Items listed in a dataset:
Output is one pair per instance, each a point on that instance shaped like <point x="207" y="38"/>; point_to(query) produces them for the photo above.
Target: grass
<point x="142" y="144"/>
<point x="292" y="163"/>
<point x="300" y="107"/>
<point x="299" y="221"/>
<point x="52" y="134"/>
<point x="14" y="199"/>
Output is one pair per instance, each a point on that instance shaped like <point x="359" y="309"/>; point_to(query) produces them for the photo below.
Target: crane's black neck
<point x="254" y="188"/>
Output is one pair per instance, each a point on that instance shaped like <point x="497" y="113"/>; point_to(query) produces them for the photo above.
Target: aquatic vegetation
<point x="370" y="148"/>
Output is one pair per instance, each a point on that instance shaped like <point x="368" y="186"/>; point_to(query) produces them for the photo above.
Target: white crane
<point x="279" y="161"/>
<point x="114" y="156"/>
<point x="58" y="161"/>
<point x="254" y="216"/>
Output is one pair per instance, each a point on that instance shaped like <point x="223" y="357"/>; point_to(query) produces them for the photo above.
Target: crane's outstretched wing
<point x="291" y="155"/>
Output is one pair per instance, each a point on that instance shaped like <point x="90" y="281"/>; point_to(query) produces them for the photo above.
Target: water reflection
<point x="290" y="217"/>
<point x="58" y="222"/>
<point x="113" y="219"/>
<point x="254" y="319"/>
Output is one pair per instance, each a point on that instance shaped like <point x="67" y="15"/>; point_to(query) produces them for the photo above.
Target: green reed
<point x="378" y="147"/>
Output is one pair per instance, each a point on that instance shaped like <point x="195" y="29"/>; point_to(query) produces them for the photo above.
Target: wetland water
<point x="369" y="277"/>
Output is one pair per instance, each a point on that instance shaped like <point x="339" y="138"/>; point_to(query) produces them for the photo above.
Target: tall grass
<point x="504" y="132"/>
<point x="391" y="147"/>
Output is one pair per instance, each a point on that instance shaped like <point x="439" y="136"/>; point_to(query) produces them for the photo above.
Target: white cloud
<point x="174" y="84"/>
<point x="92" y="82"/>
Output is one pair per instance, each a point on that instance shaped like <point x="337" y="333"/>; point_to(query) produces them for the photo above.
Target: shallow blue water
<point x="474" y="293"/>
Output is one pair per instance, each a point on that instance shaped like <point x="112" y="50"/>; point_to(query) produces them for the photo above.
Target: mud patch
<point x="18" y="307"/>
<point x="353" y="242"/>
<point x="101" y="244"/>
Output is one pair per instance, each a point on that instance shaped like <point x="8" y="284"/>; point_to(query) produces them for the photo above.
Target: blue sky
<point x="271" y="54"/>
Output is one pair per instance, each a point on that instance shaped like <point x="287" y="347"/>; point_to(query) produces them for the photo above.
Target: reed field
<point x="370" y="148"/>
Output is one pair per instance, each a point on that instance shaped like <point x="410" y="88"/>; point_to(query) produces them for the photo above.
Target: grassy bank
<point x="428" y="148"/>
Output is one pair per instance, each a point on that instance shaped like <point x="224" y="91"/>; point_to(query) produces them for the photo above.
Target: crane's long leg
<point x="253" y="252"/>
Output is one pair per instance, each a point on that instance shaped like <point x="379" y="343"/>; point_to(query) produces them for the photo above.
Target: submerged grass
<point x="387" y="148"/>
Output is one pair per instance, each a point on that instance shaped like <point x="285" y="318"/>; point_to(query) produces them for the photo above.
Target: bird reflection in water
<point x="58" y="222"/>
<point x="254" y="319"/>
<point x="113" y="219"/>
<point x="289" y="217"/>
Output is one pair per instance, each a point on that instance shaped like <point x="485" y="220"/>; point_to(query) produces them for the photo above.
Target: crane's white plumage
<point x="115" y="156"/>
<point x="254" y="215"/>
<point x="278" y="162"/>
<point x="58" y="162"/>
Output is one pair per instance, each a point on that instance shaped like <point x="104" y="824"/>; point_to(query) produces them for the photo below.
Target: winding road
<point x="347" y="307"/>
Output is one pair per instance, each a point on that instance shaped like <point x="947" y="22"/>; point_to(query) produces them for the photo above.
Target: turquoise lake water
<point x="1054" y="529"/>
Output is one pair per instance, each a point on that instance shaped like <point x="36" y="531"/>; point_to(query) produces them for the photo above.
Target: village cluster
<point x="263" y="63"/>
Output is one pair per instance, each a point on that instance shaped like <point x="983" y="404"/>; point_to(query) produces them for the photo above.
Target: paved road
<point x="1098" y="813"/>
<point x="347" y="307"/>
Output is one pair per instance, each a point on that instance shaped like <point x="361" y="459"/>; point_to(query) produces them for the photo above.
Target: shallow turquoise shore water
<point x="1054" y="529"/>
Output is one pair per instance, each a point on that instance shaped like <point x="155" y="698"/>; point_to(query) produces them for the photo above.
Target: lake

Problem requirements: Extract every line of the records above that contains the word "turquoise". Treat uppercase and lowercase as different.

Written response:
Target: turquoise lake water
Target: shallow turquoise shore water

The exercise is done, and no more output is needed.